§ **Written problem**:
Copy every line of the data from the line holding "half is and give its bounding box." through the line holding "[38,234,89,294]", inclusive, and shift each bounding box coordinate in that span up by 93.
◇ ◇ ◇
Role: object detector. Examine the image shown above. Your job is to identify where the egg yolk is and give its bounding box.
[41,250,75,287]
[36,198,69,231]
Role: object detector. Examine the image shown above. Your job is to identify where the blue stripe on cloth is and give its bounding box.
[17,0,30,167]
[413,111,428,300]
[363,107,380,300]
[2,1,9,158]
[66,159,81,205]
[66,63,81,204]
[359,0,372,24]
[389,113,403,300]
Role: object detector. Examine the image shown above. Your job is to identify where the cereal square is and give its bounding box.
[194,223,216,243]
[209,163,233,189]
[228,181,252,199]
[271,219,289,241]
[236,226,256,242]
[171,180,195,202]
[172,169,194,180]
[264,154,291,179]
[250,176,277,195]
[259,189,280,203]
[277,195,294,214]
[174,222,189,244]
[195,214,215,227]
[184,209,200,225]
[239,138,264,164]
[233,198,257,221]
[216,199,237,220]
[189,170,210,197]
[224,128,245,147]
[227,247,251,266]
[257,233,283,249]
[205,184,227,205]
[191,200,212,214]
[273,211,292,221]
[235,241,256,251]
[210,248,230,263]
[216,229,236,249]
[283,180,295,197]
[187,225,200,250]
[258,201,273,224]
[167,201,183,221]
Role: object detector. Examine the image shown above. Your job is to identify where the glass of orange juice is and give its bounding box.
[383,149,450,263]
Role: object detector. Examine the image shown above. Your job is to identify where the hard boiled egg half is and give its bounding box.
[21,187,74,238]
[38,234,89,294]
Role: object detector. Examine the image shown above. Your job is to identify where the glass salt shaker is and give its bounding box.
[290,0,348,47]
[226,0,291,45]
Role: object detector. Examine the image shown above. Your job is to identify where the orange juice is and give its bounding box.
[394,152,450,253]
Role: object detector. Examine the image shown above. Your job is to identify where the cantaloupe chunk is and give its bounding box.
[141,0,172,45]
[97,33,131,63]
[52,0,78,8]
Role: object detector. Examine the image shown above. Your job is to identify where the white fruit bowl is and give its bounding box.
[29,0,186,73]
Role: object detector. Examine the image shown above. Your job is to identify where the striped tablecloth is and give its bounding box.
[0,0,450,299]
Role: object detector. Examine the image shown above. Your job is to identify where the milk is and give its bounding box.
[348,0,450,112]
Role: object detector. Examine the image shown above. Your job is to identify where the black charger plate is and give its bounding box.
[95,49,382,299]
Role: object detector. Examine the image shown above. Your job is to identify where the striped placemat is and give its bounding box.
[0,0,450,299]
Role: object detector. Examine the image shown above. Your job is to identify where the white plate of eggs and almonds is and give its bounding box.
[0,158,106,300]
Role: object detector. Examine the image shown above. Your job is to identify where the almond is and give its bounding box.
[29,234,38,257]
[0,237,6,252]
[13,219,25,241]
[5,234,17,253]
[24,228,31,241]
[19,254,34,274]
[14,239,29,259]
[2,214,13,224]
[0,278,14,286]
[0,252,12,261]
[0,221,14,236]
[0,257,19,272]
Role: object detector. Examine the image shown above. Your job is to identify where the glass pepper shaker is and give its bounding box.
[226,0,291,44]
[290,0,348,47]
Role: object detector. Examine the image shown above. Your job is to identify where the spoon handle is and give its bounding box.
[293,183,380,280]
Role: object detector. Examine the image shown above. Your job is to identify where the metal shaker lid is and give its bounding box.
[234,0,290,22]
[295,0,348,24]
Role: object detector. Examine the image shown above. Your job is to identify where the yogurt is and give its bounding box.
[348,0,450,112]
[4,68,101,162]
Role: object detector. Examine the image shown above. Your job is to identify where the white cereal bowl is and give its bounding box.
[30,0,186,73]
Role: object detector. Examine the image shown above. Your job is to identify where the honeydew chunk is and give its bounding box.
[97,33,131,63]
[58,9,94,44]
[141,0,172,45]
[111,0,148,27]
◇ ◇ ◇
§ **Finished answer**:
Role: object detector. Examine the image shown above. Your job is to identify where the hard boiled egg half is and give its bounding box.
[114,280,167,331]
[131,327,182,387]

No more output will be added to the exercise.